Repeat the records. Leave nothing out.

(Beginning of Material for the task)

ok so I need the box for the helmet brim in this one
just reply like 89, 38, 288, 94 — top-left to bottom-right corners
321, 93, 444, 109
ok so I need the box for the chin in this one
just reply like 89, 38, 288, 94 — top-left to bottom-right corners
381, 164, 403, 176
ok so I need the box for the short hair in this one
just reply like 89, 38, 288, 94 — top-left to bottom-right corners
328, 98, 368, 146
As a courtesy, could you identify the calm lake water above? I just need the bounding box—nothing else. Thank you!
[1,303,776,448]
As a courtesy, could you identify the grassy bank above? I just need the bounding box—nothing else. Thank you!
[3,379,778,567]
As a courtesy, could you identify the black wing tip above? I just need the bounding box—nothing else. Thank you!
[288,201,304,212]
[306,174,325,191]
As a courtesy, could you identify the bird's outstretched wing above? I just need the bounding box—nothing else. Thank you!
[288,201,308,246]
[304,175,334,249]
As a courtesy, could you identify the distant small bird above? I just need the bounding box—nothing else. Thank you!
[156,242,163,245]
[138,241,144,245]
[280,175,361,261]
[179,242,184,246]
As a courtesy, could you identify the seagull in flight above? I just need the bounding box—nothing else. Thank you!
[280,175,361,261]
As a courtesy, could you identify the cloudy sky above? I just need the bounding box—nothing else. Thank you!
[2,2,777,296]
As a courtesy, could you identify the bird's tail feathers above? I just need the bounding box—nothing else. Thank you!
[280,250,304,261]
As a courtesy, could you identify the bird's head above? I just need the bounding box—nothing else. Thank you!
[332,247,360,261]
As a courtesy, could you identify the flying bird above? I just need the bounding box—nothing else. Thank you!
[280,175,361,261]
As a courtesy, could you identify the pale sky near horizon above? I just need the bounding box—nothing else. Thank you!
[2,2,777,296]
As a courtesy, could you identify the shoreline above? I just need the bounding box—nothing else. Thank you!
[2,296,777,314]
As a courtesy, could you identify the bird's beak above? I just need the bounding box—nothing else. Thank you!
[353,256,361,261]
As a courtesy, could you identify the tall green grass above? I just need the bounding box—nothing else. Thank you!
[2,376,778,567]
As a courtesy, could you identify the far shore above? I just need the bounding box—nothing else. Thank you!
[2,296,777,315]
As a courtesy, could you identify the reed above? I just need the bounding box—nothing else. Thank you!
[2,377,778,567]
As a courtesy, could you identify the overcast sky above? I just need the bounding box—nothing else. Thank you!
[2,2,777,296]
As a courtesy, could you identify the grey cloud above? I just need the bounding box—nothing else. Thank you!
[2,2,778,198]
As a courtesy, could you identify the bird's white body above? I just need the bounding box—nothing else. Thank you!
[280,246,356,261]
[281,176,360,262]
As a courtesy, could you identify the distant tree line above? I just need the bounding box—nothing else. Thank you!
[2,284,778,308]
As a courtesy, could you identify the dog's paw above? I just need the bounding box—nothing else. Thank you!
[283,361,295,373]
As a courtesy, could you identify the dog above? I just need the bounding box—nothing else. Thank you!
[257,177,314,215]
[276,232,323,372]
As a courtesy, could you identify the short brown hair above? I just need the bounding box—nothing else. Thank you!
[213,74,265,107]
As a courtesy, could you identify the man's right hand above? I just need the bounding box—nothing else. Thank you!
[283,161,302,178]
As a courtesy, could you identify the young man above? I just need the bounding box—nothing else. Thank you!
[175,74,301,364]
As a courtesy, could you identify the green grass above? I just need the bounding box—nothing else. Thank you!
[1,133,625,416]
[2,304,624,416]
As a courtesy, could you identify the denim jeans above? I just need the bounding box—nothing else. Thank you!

(End of Material for the task)

Reply to the task →
ok so I need the box for the helmet brim in this one
just reply like 89, 38, 288, 94 — top-left to bottom-right corners
321, 93, 444, 109
ok so I need the box for the chin in this one
just reply like 89, 38, 288, 94 — top-left to bottom-right corners
381, 164, 403, 176
ok so I need the box for the short hair in this one
just reply like 89, 38, 288, 94 — top-left to bottom-right corners
328, 98, 368, 146
As a courtesy, could you identify the calm lake water above? I just need the bounding box—nothing else. Thank you!
[1,303,776,448]
As a courtesy, could you identify the grassy bank above? I just need the bounding box—nothing else. Thank you!
[3,379,778,567]
As a courtesy, could you identify the black wing tip above? I just need the bounding box—nothing else. Thank you!
[288,201,304,212]
[306,174,325,191]
As a courtesy, could you identify the bird's outstretched wing above? I just need the bounding box—nothing else. Thank you!
[288,201,308,246]
[304,175,334,249]
As a courtesy, could you identify the distant small bird above? I just need the bounding box—nothing else. Thank you!
[156,242,163,245]
[138,241,144,245]
[280,175,361,261]
[179,242,184,246]
As a courtesy, could you identify the seagull in flight above? I just need the bounding box—nothing else. Thank you!
[280,175,361,261]
As a courtesy, could you identify the cloudy sky above? I just need the bounding box—nothing else. Thank you!
[2,2,777,296]
As a courtesy, could you identify the bird's tail feathers above? I just need the bounding box—nothing else. Thank you!
[280,250,304,261]
As a courtesy, could you identify the bird's head above? I just need the bounding box—nothing else. Thank you!
[332,247,360,261]
As a courtesy, could you identify the flying bird above? I just need the bounding box—nothing else. Thank you!
[280,175,361,261]
As a courtesy, could you identify the pale sky near horizon above? I just need the bounding box—nothing else. Thank you!
[2,2,777,296]
As a courtesy, could you identify the shoreline above? I just need the bounding box—nothing else. Thank you!
[2,296,777,314]
As a courtesy, could you identify the bird's beak above? I just need the bounding box—nothing else. Thank you!
[353,256,361,261]
As a courtesy, could you identify the tall green grass above? I just need the bounding box—nothing else. Thank you!
[2,376,778,567]
As a courtesy, could you identify the far shore above? I just need the bounding box—nothing else. Thank you!
[2,296,777,315]
As a courtesy, could you identify the reed above? I just need the bounding box—nothing else. Thank you!
[2,377,778,567]
As a courtesy, could you identify the overcast sky above? I just need the bounding box—nothing else. Thank you!
[2,2,777,296]
As a courtesy, could you identify the grey cloud above? I just need the bounding box—nothing else. Thank you!
[2,2,778,198]
As a courtesy, could you identify the bird's white body above? I just need the bounding box—nothing else. Thank you!
[280,246,356,261]
[281,176,360,262]
As a courtesy, could you identify the distant tree line above? I just need the bounding box—nothing else. Thank you!
[2,284,778,308]
As a courtesy, could you identify the dog's paw above? I just need the bounding box—nothing else. Thank you!
[283,361,295,373]
As a courtesy, could you identify the dog above? I just need the bounding box—nothing else. Thank you!
[257,177,314,215]
[276,232,323,372]
As a courtesy, could you identify the short brown hair above? I just need the bounding box—nothing else. Thank you!
[213,74,265,107]
As a courtesy, could you identify the man's right hand above? I just need the bounding box—nothing else. Thank you!
[283,161,302,178]
As a courtesy, could you identify the young man above? I just need the bounding box—nothing else. Thank you!
[175,74,301,364]
As a courtesy, could you identify the green grass above? I just need the bounding box—nothing else. Thank you!
[1,133,625,416]
[2,304,624,416]
As a courtesy, could you identify the denim jeans above? I just need the bounding box—nothing else. Thank you!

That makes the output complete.